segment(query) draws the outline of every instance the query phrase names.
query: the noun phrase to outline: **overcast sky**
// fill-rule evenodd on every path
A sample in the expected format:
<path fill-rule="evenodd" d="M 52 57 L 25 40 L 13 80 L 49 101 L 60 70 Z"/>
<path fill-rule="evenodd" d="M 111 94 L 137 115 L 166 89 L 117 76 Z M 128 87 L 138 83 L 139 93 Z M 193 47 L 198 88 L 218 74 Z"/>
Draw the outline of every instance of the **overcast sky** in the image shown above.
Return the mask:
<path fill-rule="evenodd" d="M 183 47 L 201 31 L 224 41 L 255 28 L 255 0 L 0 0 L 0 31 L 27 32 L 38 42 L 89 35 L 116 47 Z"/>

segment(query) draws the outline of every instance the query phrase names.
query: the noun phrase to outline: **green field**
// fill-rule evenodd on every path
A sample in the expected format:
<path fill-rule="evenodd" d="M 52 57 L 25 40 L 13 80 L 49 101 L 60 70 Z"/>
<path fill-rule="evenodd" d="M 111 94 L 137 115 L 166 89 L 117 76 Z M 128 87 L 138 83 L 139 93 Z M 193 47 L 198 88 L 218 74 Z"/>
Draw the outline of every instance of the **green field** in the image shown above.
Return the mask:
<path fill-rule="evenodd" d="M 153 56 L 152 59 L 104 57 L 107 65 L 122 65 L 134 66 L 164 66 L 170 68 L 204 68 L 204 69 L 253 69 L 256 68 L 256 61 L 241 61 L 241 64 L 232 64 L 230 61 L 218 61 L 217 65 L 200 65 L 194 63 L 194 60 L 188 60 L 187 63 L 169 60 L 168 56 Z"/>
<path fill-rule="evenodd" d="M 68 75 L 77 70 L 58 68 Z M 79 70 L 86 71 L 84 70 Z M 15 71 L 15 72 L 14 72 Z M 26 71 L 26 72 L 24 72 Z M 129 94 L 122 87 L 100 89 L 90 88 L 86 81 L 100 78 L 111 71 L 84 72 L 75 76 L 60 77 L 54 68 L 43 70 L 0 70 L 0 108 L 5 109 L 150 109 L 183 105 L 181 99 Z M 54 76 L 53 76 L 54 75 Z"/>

----------

→ **What to work on**:
Convert the rows above into a two-column CSV with the header request,mask. Write one line per row, with the row's text in the request field and its answer in the mask field, each field quoted and with line breaks replaced by spaces.

→ **Correct response**:
request,mask
"segment(query) draws the outline of every instance the query phrase names. query: the noun phrase to outline: **overcast sky** // fill-rule evenodd on every path A sample in the expected format: <path fill-rule=""evenodd"" d=""M 52 57 L 25 40 L 13 80 L 49 101 L 60 70 Z""/> <path fill-rule=""evenodd"" d=""M 111 94 L 137 115 L 166 89 L 117 76 Z M 128 87 L 138 83 L 139 93 Z M 193 47 L 198 88 L 218 74 Z""/> Draw the outline of every instance of the **overcast sky** in the image shown above. Return the mask:","<path fill-rule=""evenodd"" d=""M 183 47 L 201 31 L 224 41 L 255 28 L 255 0 L 0 0 L 0 31 L 27 32 L 38 42 L 89 35 L 116 47 Z""/>"
"segment(query) draws the outline of every instance the query phrase names. query: the noun phrase to outline: **green field** // fill-rule evenodd on every path A sample in the expected format: <path fill-rule=""evenodd"" d=""M 52 57 L 25 40 L 13 80 L 49 101 L 60 70 Z""/> <path fill-rule=""evenodd"" d=""M 111 94 L 137 115 L 166 89 L 117 76 Z M 128 87 L 138 83 L 139 93 Z M 193 47 L 198 88 L 218 74 Z""/> Draw the outline of every instance of the **green field** in the image shown above. Return the mask:","<path fill-rule=""evenodd"" d=""M 153 56 L 152 59 L 104 57 L 107 65 L 122 65 L 134 66 L 164 66 L 170 68 L 204 68 L 204 69 L 253 69 L 256 68 L 256 61 L 241 61 L 241 64 L 232 64 L 230 61 L 218 61 L 217 65 L 200 65 L 194 63 L 194 60 L 188 60 L 187 63 L 169 60 L 168 56 Z""/> <path fill-rule=""evenodd"" d=""M 68 75 L 77 70 L 58 68 Z M 79 70 L 86 71 L 84 70 Z M 15 71 L 15 72 L 14 72 Z M 26 71 L 26 72 L 24 72 Z M 129 94 L 122 87 L 100 89 L 90 88 L 86 81 L 100 78 L 111 71 L 84 72 L 75 76 L 60 77 L 54 68 L 43 70 L 0 70 L 0 108 L 5 109 L 150 109 L 183 105 L 181 99 Z M 54 76 L 53 76 L 54 75 Z""/>"